Collected data:

+-------+

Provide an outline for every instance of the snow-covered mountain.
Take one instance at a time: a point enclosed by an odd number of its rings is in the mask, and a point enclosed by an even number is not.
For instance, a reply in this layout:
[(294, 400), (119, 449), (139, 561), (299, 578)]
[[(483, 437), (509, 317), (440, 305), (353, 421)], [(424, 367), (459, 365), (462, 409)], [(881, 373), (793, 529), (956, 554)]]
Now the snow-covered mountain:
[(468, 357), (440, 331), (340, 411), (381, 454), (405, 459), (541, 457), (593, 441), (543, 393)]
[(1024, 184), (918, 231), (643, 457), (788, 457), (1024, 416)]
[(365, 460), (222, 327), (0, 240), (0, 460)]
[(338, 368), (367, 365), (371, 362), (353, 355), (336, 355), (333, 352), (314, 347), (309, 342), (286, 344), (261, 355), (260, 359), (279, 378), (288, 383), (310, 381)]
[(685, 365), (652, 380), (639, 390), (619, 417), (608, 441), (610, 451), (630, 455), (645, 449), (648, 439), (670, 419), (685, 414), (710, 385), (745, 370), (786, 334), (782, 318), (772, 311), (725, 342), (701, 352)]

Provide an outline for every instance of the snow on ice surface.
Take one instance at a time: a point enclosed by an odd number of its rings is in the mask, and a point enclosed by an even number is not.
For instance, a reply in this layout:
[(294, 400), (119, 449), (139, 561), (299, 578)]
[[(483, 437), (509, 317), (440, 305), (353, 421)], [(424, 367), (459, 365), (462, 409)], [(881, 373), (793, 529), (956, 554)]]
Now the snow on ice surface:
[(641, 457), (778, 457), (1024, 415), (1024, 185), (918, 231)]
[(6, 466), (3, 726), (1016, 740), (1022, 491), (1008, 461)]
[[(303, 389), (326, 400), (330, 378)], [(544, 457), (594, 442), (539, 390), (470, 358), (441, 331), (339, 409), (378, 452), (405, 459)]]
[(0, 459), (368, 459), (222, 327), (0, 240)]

+-------+

**Work to complete:** Produce the records once again, exactly as they stand above.

**Solution to the exercise:**
Provide an outline for every instance of the snow-covered mountain.
Take one instance at a time: a point enclosed by an odd number of its rings is in the mask, and a point enclosed by an even number is not.
For instance, a reply in this layout:
[(294, 400), (119, 449), (139, 561), (299, 578)]
[[(483, 437), (509, 317), (440, 305), (353, 421)], [(424, 367), (459, 365), (462, 409)], [(881, 373), (793, 529), (956, 554)]]
Now the snow-covered mountain:
[(468, 357), (440, 331), (340, 411), (381, 454), (405, 459), (541, 457), (593, 441), (543, 393)]
[(1024, 184), (918, 231), (643, 457), (788, 457), (1024, 416)]
[(365, 460), (222, 327), (0, 240), (0, 460)]
[(338, 368), (367, 365), (371, 362), (353, 355), (336, 355), (333, 352), (314, 347), (309, 342), (286, 344), (261, 355), (260, 359), (279, 378), (288, 383), (310, 381)]
[(685, 365), (652, 380), (639, 390), (619, 417), (608, 441), (610, 451), (630, 455), (645, 449), (648, 439), (670, 419), (685, 414), (710, 385), (745, 370), (786, 334), (782, 318), (772, 311), (725, 342), (701, 352)]

Provide an outline for every instance of the snow on ice surface.
Take one instance at a time: a point enclosed by an odd number of its rings is in the mask, and a point enclosed by an even number is not.
For instance, a reply in this layout:
[(294, 400), (119, 449), (139, 561), (299, 578)]
[[(483, 437), (509, 317), (440, 305), (353, 421)], [(424, 367), (459, 365), (462, 409)], [(881, 373), (793, 529), (956, 554)]]
Now the snow on ice surface:
[(641, 457), (778, 457), (1024, 415), (1024, 185), (918, 231)]
[(6, 466), (3, 726), (1016, 740), (1022, 491), (1008, 461)]
[[(303, 389), (326, 400), (330, 378)], [(544, 457), (594, 442), (539, 390), (470, 358), (441, 331), (339, 409), (378, 452), (405, 459)]]
[(0, 459), (368, 459), (222, 327), (0, 240)]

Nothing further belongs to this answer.